**What is required:** Below are the records. Restate word for word every line from the one that contains "Mark the curled" through the final line, both included.

● ● ● ●

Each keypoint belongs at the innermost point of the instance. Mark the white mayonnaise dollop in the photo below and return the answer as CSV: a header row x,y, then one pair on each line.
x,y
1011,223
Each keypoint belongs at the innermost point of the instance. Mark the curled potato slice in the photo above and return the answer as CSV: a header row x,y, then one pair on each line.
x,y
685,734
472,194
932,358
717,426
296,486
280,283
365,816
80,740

● ● ● ●

**Worked solution:**
Each keypoint belongs at the innermost point of the instance. Mark the curled potato slice in the photo above and return the answer as CSV: a header row x,y, then one pair on each line.
x,y
685,734
472,194
932,358
717,426
296,486
280,283
365,816
80,740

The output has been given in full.